#### Goal
Copy the records from the start up to and including the line with "[624,377,640,480]", and nothing past it, keeping the requests unchanged. Multiply every bounding-box coordinate in the answers by 2.3 and round each result to a whole number, rounding halves up.

#### The data
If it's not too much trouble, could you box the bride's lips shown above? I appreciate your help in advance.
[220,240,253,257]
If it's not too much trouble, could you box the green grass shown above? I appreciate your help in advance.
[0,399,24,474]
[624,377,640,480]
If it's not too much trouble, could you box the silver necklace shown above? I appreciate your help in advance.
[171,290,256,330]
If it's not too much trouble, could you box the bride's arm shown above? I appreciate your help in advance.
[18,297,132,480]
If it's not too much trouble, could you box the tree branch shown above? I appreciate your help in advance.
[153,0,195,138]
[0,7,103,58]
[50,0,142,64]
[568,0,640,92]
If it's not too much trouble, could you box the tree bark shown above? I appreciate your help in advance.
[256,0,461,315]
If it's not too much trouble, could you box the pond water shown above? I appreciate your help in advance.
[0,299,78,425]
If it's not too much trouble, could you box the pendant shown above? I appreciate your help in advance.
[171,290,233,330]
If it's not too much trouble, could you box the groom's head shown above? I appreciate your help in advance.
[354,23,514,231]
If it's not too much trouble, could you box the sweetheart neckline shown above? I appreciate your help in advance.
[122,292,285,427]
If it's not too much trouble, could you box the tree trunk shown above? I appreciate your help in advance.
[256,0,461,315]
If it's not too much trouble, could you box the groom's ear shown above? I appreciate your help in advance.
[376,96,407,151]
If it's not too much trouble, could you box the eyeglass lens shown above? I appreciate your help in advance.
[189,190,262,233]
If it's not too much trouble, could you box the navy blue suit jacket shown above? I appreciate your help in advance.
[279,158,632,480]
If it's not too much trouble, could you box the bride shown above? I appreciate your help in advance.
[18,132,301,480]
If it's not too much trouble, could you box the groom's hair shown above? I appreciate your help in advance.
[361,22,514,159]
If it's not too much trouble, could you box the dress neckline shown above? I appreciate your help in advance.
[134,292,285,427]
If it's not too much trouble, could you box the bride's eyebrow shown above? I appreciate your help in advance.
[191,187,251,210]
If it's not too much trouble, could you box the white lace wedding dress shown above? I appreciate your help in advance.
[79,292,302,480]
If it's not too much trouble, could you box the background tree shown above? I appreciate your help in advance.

#### Final result
If it's not too much trouble, could you box the bride's lips shown above? I appreciate your help in advance.
[506,552,582,591]
If it's not too much trouble, could you box the green grass shown above? I appreciate your help in advance.
[0,918,55,1090]
[1435,867,1472,1104]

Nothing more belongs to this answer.